- AIM:
Identify each line in the records below that contains the string "self", and copy those lines.
# start of RECORDED DATA
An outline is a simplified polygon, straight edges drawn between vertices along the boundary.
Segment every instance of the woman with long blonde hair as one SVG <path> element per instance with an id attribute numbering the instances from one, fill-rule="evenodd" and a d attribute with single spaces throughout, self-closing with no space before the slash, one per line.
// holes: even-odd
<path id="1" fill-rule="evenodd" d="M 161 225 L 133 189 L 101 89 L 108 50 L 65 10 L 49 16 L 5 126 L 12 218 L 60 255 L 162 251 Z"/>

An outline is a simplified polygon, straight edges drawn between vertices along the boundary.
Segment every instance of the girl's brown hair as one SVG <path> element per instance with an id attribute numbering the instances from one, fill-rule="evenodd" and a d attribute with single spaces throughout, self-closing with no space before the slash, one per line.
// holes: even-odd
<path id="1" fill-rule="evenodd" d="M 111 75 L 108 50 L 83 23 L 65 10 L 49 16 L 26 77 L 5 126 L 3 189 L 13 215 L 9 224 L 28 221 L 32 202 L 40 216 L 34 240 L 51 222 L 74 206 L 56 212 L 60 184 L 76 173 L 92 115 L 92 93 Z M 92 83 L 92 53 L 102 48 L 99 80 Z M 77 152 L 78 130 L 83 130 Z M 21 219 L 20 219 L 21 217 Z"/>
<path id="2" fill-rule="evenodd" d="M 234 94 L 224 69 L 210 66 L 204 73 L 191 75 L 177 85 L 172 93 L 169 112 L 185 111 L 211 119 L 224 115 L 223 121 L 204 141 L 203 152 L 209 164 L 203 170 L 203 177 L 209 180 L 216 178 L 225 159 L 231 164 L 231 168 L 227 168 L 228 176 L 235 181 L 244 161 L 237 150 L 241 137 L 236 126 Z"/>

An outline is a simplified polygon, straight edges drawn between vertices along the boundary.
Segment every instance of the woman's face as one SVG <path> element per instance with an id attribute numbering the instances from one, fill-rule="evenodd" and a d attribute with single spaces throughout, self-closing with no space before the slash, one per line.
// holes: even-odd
# end of RECORDED DATA
- EXERCISE ANSWER:
Segment every instance of the woman with long blonde hair as one SVG <path> element per instance with an id attribute numbering the instances from one, fill-rule="evenodd" and a d attribute with single spaces throughout, self-closing with no space before the slash, one per line.
Segment every instance of the girl's brown hair as one SVG <path> element per instance with an id attribute numbering the instances from one, fill-rule="evenodd" and a d attribute with single spaces throughout, self-closing with no space before the slash, one per line.
Segment every instance of the woman's face as one SVG <path> element per instance with an id attribute numbering the instances from one, fill-rule="evenodd" and a d attribute with single spaces throughout, self-closing with no space before the slash, one per line.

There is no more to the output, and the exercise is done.